**DATA LISTING**
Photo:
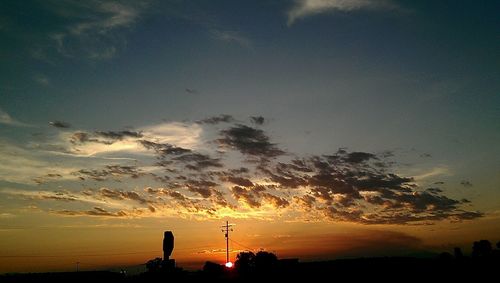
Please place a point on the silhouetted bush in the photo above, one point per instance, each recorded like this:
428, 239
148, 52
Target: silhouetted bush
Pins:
245, 262
154, 265
265, 261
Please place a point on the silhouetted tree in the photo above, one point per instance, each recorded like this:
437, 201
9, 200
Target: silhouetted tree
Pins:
154, 264
265, 261
212, 268
481, 248
245, 262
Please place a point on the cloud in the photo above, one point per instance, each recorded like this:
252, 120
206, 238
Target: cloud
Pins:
60, 124
42, 80
249, 141
198, 161
306, 8
466, 183
160, 137
257, 120
196, 179
6, 119
96, 211
232, 37
191, 90
20, 165
223, 118
110, 171
95, 29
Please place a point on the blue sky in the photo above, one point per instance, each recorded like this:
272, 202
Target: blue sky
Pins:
412, 85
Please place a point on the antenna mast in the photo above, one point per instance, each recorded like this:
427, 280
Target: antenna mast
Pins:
226, 229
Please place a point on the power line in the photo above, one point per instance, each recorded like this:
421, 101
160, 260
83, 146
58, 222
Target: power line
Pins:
241, 245
75, 255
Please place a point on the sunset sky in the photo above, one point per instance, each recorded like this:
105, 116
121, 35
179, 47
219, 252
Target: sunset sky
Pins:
322, 128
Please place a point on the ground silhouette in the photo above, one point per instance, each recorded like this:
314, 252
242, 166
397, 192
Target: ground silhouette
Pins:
481, 265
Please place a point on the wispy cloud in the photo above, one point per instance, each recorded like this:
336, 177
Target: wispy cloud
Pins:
95, 28
6, 119
252, 178
306, 8
232, 37
42, 80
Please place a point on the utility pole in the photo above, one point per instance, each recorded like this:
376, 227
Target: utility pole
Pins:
226, 229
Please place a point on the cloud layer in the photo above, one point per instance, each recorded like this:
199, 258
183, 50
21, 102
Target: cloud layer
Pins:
241, 173
306, 8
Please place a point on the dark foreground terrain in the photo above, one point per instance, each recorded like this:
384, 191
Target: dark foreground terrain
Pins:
387, 269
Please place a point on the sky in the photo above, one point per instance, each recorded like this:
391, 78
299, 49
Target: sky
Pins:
322, 129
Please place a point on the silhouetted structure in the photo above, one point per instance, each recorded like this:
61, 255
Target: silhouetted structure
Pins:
481, 248
458, 253
168, 247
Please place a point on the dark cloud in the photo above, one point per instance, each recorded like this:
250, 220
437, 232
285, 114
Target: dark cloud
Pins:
122, 195
191, 91
58, 196
118, 135
249, 141
276, 201
46, 178
257, 120
96, 211
466, 183
357, 186
223, 118
202, 187
115, 171
164, 149
255, 196
240, 181
103, 137
60, 124
246, 195
198, 161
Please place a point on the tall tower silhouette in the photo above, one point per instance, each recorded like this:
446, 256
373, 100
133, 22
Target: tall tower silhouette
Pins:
168, 245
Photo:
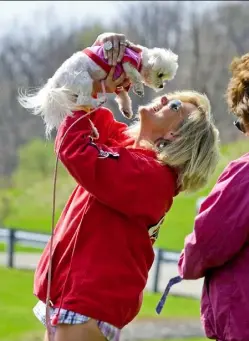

**TASK TO CARRY OUT**
Each line that contains "tree" is to be copied from the listing above.

**RESULT FOR THIS EXERCISE**
Please place a point on the silhouetted tree in the photo above, one point per instance, each recorded like this:
Target: silhouetted tree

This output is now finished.